→ PROMPT A
Decide whether each statement agrees with the floating-point range thread, answering yes or no and quoting the deciding words: (i) The check if (x>=b) is unnecessary under IEEE 754. (ii) Kahan fought for the property b - a > 0. (iii) In the counter-example with b equal to 3.0, b - a rounds down to 4.0.

→ TEXT BLOCK
Accurately creating a floating point value in the range [a,b) - c++

Consider
auto x = a + (b-a)*v;
Which is meant to create a value in the range [a,b) by the factor v in [0,1.0). From a purely mathematical point of view, x>=a, and x<b. But how do we prove or ensure that this holds for floating point?
a, b, v are non-negative and finite floating point values of the same type (double or float) and b>a (originally said b>=a which is obviously incompatible with my requirements on x), and v<=netxtafter(1.0,0) (that is, it's just below 1.0).
It seems obvious, that b-a >0, and therefore (b-a)*v >=0, so that we don't need to check:
if (x<a) return a;
But is this also redundant?
if (x>=b) return std::nextafter(b,a);
May the compiler (optimization) rewrite the expressions to influence these questions?
Does the type of floating point representation enter? (I'm mostly interested in the most common (iec559 / IEEE 754).

It seems obvious, that b-a >0, and therefore (b-a)*v >=0, so that we don't need to check: if (x<a) return a;
The property b - a > 0 is correct in IEEE 754 but I wouldn't say that it is obvious. At the time of floating-point standardization, Kahan fought for this property resulting from “gradual underflow” to be true. Other proposals did not have subnormal numbers and did not make it true. You could have b > a and b - a == 0 in these other proposals, for instance by taking a the smallest positive number and b its successor.
Even without gradual underflow, on a system that mis-implements IEEE 754 by flushing subnormals to zero, b > a implies b - a >= 0, so that there is no need to worry about x being below a.
But is this also redundant? if (x>=b) return std::nextafter(b,a);
This test is not redundant even in IEEE 754. For an example take b to be the successor of a. For all values of v above 0.5, in the default round-to-nearest mode, the result of a + (b-a)*v is b, which you were trying to avoid.
My examples are built with unusual values for a and b because that saves me from writing a program to find counter-examples through brute-force, but do not assume that other, more likely, pairs of values for a and b do not exhibit the problem. If I was looking for additional counter-examples, I would in particular look for pairs of values for which the floating-point subtraction b - a rounds up.
EDIT: Oh alright here is another counter-example:
Take a to be the successor of the successor of -1.0 (that is, in double-precision, using C99's hexadecimal notation, -0x1.ffffffffffffep-1) and b to be 3.0. Then b - a rounds up to 4.0, and taking v to be the predecessor of 1.0, a + (b - a) * v rounds up to 3.0.
The floating-point subtraction b - a rounding up is not necessary for some values of a and b making a counter-example, as shown here: taking a as the successor of 1.0 and b as 2.0 also works.

Related

Can multiplying a pair of almost-one values ever yield a result of 1.0?

I have two floating point values, a and b. I can guarantee they are values in the domain (0, 1). Is there any circumstance where a * b could equal one? I intend to calculate 1/(1 - a * b), and wish to avoid a divide by zero.
My instinct is that it cannot, because the result should be equal or smaller to a or b. But instincts are a poor replacement for understanding the correct behavior.

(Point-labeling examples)
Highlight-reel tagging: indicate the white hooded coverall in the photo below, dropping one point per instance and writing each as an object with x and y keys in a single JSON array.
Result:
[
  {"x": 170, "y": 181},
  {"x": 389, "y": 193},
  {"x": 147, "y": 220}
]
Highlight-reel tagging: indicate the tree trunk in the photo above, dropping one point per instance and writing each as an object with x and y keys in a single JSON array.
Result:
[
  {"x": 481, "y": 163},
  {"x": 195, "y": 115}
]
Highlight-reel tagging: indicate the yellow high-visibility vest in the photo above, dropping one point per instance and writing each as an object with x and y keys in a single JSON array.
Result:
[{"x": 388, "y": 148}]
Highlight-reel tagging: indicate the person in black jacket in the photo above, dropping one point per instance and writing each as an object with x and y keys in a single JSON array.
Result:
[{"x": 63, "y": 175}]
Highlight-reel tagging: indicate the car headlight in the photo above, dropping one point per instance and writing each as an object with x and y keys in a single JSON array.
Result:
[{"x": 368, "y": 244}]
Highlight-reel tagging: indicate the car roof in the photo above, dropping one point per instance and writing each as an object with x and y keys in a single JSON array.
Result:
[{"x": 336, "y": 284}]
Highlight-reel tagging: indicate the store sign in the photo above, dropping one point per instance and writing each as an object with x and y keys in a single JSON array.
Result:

→ PROMPT B
Repeat the point-labeling rows from the line containing "Highlight-reel tagging: indicate the store" through the end of those rows, inclusive.

→ FINAL ANSWER A
(i) No: "This test is not redundant even in IEEE 754."
(ii) Yes: "Kahan fought for this property resulting from “gradual underflow” to be true."
(iii) No: "Then b - a rounds up to 4.0"

→ FINAL ANSWER B
Highlight-reel tagging: indicate the store sign in the photo above, dropping one point per instance and writing each as an object with x and y keys in a single JSON array.
Result:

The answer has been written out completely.